- Direction: Reproduce the entries from the line containing "the hand, that" through the end of the entries, requests included. Scale every coordinate in the answers by 1.1, round to whole numbers with halves going up, and leave every other number unchanged.

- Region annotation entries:
(begin)

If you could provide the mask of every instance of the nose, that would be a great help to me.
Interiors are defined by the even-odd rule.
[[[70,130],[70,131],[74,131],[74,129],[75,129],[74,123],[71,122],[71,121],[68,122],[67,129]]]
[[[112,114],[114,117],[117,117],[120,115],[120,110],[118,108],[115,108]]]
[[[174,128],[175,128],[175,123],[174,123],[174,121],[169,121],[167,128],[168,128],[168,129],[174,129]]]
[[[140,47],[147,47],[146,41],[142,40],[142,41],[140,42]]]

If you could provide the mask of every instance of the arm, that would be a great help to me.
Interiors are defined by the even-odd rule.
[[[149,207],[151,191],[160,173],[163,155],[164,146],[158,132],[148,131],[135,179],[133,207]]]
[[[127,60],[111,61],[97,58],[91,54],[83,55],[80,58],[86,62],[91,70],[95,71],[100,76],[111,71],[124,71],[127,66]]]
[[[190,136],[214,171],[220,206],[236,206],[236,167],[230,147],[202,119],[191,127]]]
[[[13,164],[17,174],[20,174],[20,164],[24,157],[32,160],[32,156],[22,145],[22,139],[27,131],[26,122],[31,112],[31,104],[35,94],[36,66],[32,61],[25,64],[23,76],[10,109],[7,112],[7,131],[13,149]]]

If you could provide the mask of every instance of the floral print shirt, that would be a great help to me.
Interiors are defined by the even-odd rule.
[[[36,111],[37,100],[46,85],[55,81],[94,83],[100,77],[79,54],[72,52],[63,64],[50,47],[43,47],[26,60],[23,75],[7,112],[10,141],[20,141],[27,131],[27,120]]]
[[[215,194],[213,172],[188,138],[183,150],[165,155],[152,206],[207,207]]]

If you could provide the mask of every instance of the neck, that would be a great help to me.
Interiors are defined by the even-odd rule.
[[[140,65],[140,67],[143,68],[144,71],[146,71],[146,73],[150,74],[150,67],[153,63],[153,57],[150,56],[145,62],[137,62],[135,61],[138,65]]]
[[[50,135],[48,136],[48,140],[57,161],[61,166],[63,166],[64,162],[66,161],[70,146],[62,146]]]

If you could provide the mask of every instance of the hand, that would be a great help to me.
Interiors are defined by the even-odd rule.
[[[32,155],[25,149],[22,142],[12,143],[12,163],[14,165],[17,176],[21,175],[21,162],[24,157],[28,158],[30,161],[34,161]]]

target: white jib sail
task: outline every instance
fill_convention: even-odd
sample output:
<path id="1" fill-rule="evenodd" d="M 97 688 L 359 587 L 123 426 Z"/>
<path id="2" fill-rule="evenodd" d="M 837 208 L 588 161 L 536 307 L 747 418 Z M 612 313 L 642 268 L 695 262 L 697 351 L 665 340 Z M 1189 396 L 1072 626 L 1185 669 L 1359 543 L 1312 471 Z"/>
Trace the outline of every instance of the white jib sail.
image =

(end)

- Task answer:
If you could provide the mask of every instance of the hand, that would be a great help to me.
Interiors are defined by the even-odd rule.
[[[35,171],[28,164],[24,156],[13,157],[13,179],[15,182],[19,194],[23,193],[23,178],[26,173],[31,174],[33,177],[37,177]]]

target: white jib sail
task: outline every instance
fill_convention: even-odd
sample output:
<path id="1" fill-rule="evenodd" d="M 97 688 L 359 587 L 123 426 Z"/>
<path id="2" fill-rule="evenodd" d="M 837 208 L 588 161 L 536 307 L 747 418 Z M 612 313 L 642 268 L 695 262 L 697 351 L 665 340 Z M 1189 396 L 1072 626 L 1185 669 L 1359 543 L 1312 471 Z"/>
Trace the outline of every instance of the white jib sail.
image =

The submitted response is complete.